#### Brief:
Show every line of the rows below that contains the word "background", copying each such line in full. Case counts.

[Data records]
■ ■ ■ ■

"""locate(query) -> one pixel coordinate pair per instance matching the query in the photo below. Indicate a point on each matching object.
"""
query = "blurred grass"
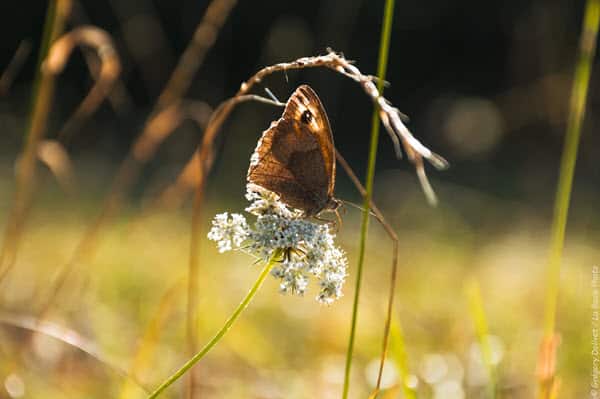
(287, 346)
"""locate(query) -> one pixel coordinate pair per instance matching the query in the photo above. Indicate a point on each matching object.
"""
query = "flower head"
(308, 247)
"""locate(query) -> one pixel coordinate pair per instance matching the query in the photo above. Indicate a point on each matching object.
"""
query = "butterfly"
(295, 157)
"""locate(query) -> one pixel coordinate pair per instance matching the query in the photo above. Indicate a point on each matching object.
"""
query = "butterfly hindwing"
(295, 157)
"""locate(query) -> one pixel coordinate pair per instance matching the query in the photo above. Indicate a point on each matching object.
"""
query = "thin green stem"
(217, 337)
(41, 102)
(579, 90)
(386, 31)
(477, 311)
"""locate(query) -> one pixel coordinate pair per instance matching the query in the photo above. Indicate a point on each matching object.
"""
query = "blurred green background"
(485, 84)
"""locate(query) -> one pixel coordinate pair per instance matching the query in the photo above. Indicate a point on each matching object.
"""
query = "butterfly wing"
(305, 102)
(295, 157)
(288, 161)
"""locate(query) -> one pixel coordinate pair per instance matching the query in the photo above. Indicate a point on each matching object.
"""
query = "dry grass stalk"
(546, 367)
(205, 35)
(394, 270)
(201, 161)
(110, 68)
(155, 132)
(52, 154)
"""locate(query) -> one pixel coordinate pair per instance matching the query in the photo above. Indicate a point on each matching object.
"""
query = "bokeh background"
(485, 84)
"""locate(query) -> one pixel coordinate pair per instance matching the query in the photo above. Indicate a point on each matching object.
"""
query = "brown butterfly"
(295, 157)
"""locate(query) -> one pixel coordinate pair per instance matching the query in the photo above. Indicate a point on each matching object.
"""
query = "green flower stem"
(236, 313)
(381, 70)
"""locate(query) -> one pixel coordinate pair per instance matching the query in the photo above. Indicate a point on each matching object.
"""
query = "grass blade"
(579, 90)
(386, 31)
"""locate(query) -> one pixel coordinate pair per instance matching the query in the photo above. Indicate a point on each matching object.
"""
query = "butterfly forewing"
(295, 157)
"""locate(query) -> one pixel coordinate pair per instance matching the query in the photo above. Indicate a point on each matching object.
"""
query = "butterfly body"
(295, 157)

■ ■ ■ ■

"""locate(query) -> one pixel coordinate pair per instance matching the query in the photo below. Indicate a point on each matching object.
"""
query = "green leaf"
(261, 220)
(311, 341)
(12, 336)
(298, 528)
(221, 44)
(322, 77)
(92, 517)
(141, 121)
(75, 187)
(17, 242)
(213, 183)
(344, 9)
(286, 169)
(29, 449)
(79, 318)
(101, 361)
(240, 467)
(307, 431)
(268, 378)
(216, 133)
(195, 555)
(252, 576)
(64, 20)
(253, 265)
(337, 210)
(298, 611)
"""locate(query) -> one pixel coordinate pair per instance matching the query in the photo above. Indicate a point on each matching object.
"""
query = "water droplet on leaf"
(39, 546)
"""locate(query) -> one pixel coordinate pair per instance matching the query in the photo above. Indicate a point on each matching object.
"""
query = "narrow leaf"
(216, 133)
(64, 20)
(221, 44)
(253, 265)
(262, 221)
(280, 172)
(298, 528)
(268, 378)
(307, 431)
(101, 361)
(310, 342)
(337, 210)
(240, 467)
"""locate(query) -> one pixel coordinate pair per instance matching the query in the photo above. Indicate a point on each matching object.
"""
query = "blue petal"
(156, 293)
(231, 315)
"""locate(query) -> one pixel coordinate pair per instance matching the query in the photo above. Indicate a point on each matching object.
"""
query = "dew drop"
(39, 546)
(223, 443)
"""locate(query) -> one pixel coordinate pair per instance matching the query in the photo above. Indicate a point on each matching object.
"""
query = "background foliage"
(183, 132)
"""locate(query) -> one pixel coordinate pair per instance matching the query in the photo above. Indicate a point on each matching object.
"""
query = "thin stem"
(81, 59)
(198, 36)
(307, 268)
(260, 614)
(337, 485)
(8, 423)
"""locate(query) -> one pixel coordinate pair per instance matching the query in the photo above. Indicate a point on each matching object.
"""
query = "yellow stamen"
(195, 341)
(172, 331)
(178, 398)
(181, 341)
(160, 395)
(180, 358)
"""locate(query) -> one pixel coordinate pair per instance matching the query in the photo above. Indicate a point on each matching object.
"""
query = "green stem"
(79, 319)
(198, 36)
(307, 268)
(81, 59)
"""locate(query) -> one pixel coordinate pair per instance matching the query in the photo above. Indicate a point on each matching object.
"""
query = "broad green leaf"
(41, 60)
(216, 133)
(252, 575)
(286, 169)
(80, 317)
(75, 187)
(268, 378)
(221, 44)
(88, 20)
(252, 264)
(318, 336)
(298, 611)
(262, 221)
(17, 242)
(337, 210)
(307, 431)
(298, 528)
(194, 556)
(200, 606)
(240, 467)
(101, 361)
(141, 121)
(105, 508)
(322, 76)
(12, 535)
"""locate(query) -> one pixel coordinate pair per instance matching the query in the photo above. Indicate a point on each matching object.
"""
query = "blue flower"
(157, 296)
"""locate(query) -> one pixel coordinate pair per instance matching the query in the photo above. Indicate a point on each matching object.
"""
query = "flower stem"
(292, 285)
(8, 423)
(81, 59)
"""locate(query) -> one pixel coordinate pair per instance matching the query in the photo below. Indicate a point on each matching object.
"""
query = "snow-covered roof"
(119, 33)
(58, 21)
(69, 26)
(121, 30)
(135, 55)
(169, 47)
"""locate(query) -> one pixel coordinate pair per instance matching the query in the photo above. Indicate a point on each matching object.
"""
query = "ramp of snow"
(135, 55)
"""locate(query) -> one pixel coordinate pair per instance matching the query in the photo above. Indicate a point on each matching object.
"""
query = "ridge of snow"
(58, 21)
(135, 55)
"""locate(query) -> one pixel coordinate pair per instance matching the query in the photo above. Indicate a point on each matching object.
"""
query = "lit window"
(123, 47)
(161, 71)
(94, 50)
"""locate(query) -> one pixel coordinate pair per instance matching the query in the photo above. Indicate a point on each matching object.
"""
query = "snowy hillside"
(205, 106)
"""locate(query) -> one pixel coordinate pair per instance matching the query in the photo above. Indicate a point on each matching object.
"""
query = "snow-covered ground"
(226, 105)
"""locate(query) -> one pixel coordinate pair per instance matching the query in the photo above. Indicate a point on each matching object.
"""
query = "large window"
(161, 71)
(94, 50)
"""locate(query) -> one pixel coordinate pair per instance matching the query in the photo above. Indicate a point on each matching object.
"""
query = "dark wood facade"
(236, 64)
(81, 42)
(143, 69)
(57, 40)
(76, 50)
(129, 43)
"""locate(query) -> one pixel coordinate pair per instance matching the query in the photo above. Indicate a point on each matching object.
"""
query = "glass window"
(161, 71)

■ ■ ■ ■

#### Reply to the task:
query = "blurred green background"
query = "bokeh background"
query = "background foliage"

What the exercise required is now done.